● **THE RECORDS**
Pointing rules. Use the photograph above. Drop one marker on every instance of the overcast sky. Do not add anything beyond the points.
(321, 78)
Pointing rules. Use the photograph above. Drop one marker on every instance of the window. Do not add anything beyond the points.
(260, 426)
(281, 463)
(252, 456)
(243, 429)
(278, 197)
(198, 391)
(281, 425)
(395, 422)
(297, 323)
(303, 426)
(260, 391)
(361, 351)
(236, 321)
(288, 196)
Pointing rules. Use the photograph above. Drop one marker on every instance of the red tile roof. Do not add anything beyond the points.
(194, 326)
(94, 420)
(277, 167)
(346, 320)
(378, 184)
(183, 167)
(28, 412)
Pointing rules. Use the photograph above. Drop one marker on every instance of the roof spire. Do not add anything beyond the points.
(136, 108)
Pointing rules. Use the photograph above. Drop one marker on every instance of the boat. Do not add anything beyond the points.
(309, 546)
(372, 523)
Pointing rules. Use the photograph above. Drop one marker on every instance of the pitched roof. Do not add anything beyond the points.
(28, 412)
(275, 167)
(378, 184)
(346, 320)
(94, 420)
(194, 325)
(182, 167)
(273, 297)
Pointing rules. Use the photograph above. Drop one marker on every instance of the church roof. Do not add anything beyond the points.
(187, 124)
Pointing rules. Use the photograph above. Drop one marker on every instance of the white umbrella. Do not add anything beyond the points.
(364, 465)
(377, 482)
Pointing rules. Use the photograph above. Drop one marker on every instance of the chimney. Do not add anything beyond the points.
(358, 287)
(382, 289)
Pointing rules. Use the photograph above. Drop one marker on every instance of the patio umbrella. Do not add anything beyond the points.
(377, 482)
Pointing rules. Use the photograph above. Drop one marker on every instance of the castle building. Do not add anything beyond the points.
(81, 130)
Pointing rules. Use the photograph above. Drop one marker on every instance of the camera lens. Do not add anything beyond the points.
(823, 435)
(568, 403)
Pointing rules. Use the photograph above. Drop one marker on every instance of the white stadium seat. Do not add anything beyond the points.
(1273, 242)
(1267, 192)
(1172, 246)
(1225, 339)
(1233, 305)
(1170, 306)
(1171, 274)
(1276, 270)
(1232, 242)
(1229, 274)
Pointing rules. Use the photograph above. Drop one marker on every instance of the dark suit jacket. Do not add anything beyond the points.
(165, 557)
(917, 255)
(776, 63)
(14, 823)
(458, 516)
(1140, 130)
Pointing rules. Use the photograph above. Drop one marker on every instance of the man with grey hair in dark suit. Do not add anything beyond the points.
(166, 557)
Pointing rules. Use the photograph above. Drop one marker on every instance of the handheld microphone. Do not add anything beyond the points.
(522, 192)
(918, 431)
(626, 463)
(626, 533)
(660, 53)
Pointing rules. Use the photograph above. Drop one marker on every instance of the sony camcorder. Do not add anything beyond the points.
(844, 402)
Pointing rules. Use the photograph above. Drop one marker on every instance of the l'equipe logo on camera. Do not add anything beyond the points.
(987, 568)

● **REQUIRED WORK**
Please write out the records from above, keeping every line exact.

● **EXERCISE SOLUTION**
Pointing rules. Use the photograph above. Drop one marker on every instance of the overcast sky. Do not add anything beyond the points.
(321, 78)
Pointing rules. Use the photograph above. Drop one marker on every instance of the window. Do not add anything beyond the points.
(260, 426)
(281, 463)
(252, 456)
(243, 429)
(278, 197)
(198, 391)
(281, 425)
(395, 422)
(297, 323)
(303, 426)
(260, 391)
(361, 351)
(236, 321)
(288, 196)
Pointing rules. Use the photograph above. Drop one marker on every instance of the red tile roof. Do not add anything beyond the points.
(194, 326)
(94, 420)
(277, 167)
(346, 320)
(378, 184)
(183, 167)
(28, 412)
Pointing rules. Use the photograph above. Drop one marker on every instance of the roof spire. Do not add anything beyond the points.
(136, 108)
Pointing rules. Use the photograph above. Drop one marker on every instance of the boat. Do not add anything beyond the points.
(309, 546)
(372, 523)
Pointing rules. Use the photograph above. Drop one marker on every instance of the pitched roof. Do not add anything beyond the points.
(28, 412)
(275, 167)
(378, 184)
(346, 320)
(94, 420)
(194, 325)
(182, 167)
(273, 297)
Pointing rules. Use the photograph above. Drop one marker on every instance of the church roof. Do not add anything beyond the points.
(187, 124)
Pointing rules. Use the photograph above. Drop one marker on every instance of the white umbrella. Do not add anything beyond the points.
(364, 465)
(377, 482)
Pointing rules. Use the photograph above. Drop one marker on every instance of the chimney. Do not add anything beyond the points.
(358, 287)
(382, 289)
Pointing rules. Use the photograph above. Drop one marker on every instance of the patio umbrella. Do not add anything beyond the points.
(377, 482)
Pointing rules. Use the photograph above. Drop one marker on every instance of the castle building. Do not add anything beyond the points.
(81, 130)
Pointing rules. Use the photograph above. Drop one marker on every instance of the camera lens. Do not add anything beyond the points.
(823, 435)
(568, 403)
Pointing rules. Use the photograph above. Drop one marker on every instance of the white stadium seat. Do not add anything beyond the points.
(1273, 242)
(1267, 192)
(1172, 246)
(1225, 339)
(1233, 305)
(1170, 306)
(1171, 274)
(1276, 270)
(1232, 242)
(1229, 274)
Pointing rules. Use the photograph above. Drop one marker on every instance of the dark suit jacket. Do not add anything beyond the points.
(165, 557)
(917, 255)
(776, 63)
(14, 823)
(458, 516)
(1140, 130)
Pointing rules. Use the photograph above. Drop one marker on every instance of the man with grey hair in dark suit. Do not add anything beyond the points.
(166, 557)
Pointing rules. Use the photograph above. Drop one marker on every instance of the handheld microphone. Do not add anything beyond the points.
(522, 192)
(918, 431)
(626, 463)
(626, 533)
(660, 53)
Pointing rules. Use the photograph above. Drop one marker on every instance of the sony camcorder. Do not add anything beyond the points.
(844, 402)
Pointing rules. Use the photograph above. Drop one marker on every instance of the l'equipe logo on camera. Do not add anything beyond the points.
(987, 568)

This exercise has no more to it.